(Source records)
-=-=-=-=-
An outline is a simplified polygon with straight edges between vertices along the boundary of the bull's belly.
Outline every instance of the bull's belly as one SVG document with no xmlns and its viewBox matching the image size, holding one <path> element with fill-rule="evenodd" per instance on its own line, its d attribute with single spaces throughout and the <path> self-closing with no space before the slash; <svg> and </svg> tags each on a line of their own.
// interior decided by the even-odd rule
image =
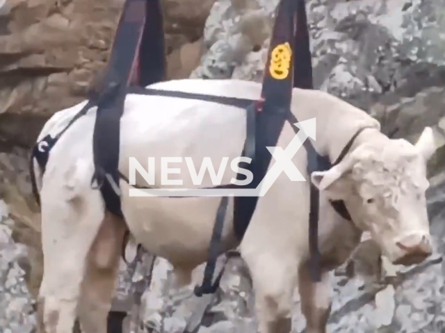
<svg viewBox="0 0 445 333">
<path fill-rule="evenodd" d="M 121 180 L 122 211 L 136 240 L 150 253 L 173 263 L 195 265 L 207 260 L 219 198 L 129 197 Z M 227 207 L 224 250 L 236 246 L 233 205 Z"/>
</svg>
-=-=-=-=-
### The request
Write out the data above word for word, leaving the pictures out.

### Answer to the exercise
An outline is a simplified polygon with straight edges between vertices along the boundary of the bull's belly.
Outline every instance of the bull's belly as one SVG document with no xmlns and its viewBox matching the image size, holding one <path> element with fill-rule="evenodd" per instance on its own line, its d attribute with single spaces throughout and the <path> self-closing with no space before the slash; <svg> and </svg> tags each on a line of their own.
// interior decided by the even-odd rule
image =
<svg viewBox="0 0 445 333">
<path fill-rule="evenodd" d="M 121 180 L 122 211 L 136 240 L 150 253 L 173 263 L 195 265 L 207 260 L 219 198 L 129 197 Z M 227 207 L 224 250 L 236 246 L 233 205 Z"/>
</svg>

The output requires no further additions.